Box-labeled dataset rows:

-- Begin --

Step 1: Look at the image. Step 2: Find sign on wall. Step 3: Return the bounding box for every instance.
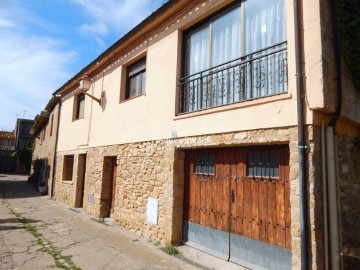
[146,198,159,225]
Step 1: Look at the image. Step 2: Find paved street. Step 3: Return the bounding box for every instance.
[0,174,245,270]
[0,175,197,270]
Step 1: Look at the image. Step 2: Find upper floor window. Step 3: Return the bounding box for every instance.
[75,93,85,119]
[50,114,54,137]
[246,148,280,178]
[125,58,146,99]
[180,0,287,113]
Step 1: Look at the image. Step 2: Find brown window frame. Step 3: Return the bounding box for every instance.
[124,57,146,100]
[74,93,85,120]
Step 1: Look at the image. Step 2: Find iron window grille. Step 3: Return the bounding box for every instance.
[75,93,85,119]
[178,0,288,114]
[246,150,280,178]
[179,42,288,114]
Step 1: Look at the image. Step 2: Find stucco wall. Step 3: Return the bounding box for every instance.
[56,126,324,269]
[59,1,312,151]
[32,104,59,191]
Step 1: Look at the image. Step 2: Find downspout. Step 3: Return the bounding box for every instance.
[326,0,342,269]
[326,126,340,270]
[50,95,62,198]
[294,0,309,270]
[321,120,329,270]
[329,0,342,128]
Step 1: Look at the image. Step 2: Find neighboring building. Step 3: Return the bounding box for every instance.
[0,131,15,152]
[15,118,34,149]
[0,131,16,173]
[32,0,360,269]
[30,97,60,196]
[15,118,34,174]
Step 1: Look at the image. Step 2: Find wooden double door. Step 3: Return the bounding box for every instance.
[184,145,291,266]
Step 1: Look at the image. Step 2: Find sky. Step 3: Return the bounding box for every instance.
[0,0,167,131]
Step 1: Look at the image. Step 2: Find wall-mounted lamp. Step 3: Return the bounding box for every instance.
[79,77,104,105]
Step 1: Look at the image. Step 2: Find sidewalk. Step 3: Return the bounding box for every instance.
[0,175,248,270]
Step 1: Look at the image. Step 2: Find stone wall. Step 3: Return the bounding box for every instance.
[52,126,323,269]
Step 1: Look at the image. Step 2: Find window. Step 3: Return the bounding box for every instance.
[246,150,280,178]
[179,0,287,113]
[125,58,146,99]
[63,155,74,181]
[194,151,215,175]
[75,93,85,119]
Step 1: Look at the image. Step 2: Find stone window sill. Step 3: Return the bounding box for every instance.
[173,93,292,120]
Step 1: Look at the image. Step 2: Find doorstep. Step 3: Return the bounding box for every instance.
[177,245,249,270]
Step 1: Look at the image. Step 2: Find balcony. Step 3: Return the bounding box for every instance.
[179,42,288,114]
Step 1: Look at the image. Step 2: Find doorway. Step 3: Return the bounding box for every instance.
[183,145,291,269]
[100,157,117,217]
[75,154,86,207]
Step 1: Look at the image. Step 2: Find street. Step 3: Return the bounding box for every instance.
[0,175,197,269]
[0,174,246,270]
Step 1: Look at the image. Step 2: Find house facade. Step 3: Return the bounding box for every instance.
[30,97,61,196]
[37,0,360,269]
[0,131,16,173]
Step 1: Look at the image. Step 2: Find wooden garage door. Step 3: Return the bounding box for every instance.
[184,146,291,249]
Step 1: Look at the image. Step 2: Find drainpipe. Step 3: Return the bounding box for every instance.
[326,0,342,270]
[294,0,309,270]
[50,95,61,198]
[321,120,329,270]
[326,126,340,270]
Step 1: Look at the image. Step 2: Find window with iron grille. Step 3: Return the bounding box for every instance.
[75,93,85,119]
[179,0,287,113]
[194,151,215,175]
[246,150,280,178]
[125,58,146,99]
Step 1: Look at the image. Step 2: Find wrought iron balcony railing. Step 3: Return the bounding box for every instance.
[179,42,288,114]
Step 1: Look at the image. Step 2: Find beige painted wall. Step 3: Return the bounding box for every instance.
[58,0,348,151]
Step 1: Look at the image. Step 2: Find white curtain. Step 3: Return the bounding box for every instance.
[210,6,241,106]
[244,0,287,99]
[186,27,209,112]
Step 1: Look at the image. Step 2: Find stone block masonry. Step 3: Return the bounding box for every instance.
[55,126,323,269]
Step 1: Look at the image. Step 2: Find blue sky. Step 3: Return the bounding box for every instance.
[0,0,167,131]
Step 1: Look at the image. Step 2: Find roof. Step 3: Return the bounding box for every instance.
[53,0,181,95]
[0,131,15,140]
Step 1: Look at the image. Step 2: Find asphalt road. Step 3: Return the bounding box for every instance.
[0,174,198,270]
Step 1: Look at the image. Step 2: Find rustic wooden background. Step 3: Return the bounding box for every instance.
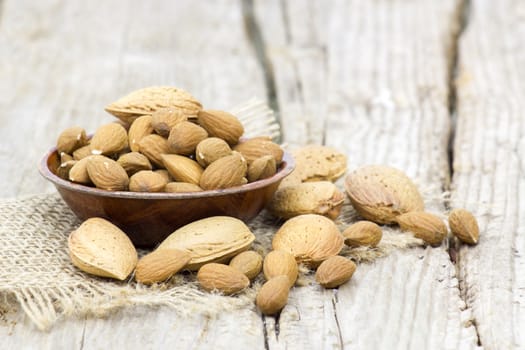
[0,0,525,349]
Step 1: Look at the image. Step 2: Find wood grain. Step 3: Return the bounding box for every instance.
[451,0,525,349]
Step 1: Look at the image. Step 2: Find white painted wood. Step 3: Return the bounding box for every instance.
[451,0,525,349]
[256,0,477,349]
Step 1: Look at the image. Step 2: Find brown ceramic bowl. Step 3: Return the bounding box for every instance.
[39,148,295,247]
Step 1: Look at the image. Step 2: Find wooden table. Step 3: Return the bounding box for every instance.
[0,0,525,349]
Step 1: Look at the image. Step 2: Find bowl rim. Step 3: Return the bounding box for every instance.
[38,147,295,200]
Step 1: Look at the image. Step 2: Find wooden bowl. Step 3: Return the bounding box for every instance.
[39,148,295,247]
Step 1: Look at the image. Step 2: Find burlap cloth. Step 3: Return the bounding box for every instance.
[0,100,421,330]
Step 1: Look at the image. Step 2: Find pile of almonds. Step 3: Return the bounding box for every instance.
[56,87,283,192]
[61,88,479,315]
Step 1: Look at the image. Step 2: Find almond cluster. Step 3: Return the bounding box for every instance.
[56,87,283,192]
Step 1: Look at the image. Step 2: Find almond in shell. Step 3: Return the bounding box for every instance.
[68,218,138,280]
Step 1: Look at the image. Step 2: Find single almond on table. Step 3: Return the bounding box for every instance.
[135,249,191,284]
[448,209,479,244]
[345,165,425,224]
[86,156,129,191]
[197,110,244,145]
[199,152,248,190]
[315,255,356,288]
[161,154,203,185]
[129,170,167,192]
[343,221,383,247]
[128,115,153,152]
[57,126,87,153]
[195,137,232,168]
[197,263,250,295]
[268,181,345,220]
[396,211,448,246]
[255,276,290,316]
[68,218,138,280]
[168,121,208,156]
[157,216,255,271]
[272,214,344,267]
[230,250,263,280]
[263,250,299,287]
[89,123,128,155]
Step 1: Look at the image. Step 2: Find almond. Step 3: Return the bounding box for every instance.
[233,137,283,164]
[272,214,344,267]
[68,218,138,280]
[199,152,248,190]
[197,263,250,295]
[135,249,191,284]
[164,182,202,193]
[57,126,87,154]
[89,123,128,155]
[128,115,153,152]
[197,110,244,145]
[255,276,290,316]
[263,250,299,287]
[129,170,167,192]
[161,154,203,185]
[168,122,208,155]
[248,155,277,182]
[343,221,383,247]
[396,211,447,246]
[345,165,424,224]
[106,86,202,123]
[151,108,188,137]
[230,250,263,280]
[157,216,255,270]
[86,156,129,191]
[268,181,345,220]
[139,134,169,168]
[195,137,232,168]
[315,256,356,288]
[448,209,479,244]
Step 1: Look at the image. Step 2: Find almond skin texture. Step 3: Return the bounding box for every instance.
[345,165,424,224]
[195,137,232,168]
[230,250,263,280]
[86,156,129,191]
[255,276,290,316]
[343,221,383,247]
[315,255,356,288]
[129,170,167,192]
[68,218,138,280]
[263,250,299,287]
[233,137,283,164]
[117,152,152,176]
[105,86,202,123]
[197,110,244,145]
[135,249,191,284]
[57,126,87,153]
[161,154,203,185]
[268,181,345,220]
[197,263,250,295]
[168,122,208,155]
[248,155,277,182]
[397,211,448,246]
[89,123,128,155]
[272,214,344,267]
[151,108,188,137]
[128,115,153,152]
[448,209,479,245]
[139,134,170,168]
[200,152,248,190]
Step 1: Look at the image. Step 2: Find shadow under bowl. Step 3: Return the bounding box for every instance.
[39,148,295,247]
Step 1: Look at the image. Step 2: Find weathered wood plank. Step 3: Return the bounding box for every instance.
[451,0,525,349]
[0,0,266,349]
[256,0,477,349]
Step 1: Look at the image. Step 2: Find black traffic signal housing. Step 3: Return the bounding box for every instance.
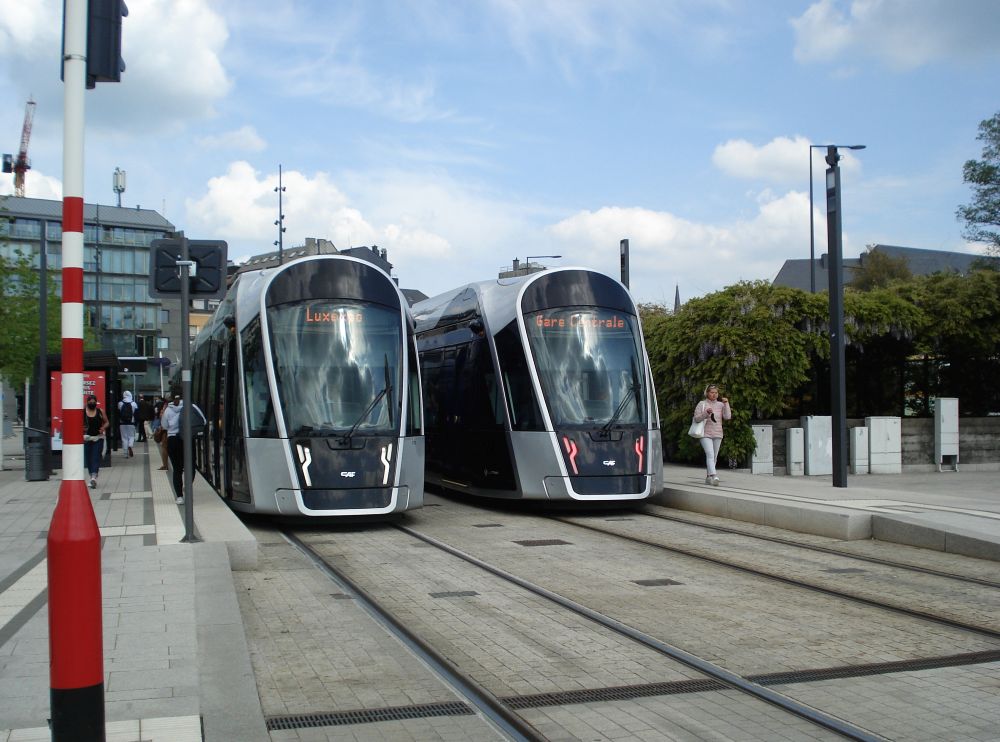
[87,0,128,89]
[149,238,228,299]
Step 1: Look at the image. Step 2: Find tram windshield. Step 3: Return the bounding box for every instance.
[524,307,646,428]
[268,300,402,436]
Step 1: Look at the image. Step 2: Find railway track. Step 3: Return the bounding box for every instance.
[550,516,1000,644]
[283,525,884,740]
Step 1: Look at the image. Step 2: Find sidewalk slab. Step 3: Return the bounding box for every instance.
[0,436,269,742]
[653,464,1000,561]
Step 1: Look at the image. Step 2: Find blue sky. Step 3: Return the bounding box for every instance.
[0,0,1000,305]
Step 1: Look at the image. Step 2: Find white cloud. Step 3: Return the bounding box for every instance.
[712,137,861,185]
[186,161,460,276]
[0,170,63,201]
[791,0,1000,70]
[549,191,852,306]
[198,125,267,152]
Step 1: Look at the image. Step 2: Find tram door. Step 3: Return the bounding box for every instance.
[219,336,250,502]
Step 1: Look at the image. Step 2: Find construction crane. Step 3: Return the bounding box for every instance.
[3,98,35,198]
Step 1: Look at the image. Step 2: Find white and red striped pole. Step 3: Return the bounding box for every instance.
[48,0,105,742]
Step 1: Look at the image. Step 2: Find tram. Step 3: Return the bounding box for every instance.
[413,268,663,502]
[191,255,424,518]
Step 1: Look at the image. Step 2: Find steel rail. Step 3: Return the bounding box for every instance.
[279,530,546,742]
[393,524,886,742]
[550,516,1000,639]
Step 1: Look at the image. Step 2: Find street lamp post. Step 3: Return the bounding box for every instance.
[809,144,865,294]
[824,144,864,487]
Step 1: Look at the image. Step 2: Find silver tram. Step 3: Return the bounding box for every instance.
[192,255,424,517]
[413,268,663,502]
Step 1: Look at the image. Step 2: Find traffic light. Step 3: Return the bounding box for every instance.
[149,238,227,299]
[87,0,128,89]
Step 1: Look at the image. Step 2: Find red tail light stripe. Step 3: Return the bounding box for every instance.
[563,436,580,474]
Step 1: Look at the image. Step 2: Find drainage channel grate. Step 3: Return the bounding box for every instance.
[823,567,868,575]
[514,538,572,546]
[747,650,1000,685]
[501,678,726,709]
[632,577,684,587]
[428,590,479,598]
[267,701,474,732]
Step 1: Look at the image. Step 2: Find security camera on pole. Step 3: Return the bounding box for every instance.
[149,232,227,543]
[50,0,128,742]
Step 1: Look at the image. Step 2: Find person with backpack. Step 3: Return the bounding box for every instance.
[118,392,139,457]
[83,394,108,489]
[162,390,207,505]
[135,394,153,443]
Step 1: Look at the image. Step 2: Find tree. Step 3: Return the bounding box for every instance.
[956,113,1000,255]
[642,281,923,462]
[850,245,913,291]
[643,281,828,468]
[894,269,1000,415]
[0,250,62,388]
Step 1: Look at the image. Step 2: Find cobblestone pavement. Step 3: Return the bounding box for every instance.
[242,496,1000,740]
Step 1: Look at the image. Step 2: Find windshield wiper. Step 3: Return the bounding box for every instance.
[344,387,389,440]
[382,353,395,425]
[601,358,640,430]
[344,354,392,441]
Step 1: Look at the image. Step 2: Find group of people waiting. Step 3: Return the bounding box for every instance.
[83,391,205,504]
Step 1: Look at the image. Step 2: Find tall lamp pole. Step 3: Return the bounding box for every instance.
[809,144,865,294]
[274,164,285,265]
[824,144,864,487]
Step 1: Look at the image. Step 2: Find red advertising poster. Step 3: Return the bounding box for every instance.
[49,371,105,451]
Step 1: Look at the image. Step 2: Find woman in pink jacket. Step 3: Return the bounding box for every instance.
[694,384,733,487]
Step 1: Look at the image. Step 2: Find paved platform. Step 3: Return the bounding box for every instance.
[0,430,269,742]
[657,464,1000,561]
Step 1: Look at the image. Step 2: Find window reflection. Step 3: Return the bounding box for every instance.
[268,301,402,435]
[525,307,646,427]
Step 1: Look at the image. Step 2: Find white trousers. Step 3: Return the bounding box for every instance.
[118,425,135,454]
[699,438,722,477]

-- End --

EXERCISE GOAL: Rewrite the rows from the line holding "Step 1: Look at the image. Step 2: Find paved platform." through the end of the rows, inclusive, with "window reflection" changed to "glass reflection" and nothing else altered.

OUTPUT FOR THIS EXERCISE:
Step 1: Look at the image. Step 2: Find paved platform. Step 3: Return the bounding box for every instance.
[0,430,269,742]
[657,464,1000,561]
Step 1: Look at the image. Step 2: Find glass reflection. Step 3: Return the bounding box for every instance.
[268,301,402,435]
[525,307,646,427]
Step 1: Look at the image. Step 2: Find white trousers. Step 3: Return the bounding box for every instance.
[118,425,135,454]
[699,438,722,477]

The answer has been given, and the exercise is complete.